● **Consigne**:
D'après l'article sur la Commission de désarmement, à partir de quand la commission commencera-t-elle à récupérer les armes à feu ?

● **Article**:

■ ■ ■ ■

Sans moyens, la Commission de désarmement négocie la réinsertion des chefs de gangs

Les chefs des groupes armés de Cité Soleil, de Martissant, de Grand-Ravine, de Croix-des-Bouquets, de La Saline, de Marchand Dessalines, entre autres, sont actuellement en pourparlers avec la Commission de désarmement et de réinsertion sociale sur la meilleure façon de déposer les armes. Ces chefs de gangs font beaucoup d’exigences. D’ici la semaine prochaine, la commission commencera à récupérer les armes à feu, a confié au Nouvelliste Jean Rebel Dorcénat, membre de cette structure présidentielle.

Pour déposer les armes, Ti Ougan, chef de gang qui contrôle une partie de Cité Soleil, exige, entre autres, la construction dans sa zone d’un centre de formation professionnelle. « Il nous a demandé aussi de parler avec l’équipe de Gabriel (NDLR : un autre chef de gang à Cité Soleil) pour qu’il ne les attaque pas pendant le processus de désarmement. Officiellement, Ti Ougan est prêt à déposer les armes… », a rapporté vendredi au Nouvelliste Jean Rebel Dorcenat, membre de la Commission de désarmement et de réinsertion sociale.

■ ■ ■ ■

● **Enregistrements issus d'une source de données**:
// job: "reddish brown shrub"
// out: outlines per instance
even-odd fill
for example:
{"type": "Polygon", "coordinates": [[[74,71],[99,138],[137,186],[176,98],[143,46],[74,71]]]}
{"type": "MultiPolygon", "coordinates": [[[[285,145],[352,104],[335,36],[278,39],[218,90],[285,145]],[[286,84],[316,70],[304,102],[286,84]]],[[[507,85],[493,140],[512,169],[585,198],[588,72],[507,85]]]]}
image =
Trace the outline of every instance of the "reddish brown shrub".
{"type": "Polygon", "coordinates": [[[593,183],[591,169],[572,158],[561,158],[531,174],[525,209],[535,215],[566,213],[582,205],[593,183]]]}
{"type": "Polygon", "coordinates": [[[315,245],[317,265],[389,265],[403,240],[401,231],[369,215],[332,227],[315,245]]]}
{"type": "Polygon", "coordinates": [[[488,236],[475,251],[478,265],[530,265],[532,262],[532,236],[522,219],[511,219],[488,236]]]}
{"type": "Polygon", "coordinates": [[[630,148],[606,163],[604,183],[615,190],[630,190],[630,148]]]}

■ ■ ■ ■

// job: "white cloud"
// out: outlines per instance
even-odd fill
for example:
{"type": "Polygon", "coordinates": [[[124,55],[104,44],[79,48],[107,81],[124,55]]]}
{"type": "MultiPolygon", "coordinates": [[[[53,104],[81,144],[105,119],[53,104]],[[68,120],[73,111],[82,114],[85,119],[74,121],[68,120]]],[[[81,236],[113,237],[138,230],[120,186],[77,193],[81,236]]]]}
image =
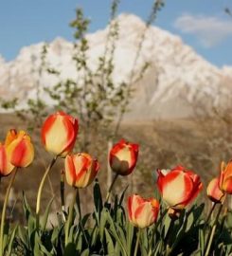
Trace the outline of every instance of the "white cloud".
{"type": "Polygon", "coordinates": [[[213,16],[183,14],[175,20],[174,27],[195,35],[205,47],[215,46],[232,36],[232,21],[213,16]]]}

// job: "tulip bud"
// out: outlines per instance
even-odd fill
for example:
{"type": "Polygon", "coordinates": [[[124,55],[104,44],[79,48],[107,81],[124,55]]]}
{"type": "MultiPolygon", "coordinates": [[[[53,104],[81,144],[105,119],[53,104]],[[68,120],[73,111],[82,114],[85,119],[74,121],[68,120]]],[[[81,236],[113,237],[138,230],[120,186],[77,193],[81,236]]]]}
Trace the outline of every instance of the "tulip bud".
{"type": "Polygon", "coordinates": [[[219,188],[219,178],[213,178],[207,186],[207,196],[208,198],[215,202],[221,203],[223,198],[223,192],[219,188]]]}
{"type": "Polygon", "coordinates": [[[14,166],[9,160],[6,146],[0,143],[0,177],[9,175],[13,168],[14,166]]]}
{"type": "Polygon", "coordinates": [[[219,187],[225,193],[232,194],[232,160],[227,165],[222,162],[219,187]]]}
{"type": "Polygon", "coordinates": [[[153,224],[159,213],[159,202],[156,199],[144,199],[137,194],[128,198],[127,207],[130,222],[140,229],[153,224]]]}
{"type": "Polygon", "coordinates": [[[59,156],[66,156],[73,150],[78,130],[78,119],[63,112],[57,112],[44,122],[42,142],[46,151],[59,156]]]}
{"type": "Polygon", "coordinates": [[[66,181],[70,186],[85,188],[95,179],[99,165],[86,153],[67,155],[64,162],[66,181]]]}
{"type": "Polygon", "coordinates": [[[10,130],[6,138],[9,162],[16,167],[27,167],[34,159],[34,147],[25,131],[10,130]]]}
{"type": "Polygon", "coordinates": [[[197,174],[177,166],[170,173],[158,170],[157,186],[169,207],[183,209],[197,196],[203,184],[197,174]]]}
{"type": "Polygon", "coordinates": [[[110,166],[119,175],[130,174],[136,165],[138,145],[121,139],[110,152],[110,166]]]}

■ ■ ■ ■

● **Tâche réalisée**:
D'ici la semaine prochaine.